**SUPPLIED DATA:**
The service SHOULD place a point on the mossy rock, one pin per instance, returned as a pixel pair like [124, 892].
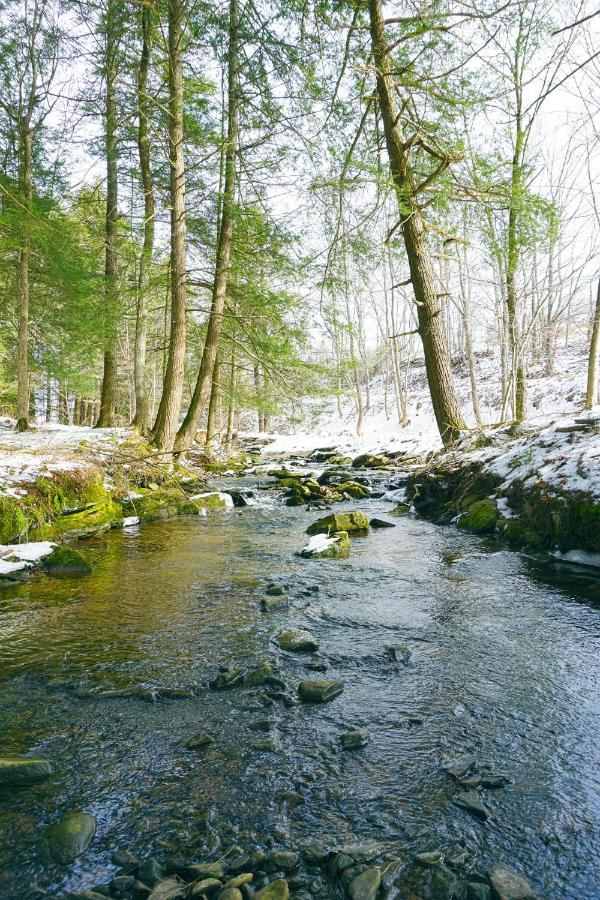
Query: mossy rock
[66, 561]
[70, 837]
[371, 461]
[480, 517]
[338, 548]
[353, 489]
[352, 523]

**GIVEN INSTRUCTION:** Copy the rows above word for word, leaving out the pictures.

**OUTPUT OF THE TASK:**
The service SHOULD place a point on the mossy rock, one pin per instance, returned as a pixel pair like [124, 892].
Query: mossy rock
[66, 561]
[70, 837]
[371, 461]
[480, 517]
[338, 548]
[353, 489]
[352, 523]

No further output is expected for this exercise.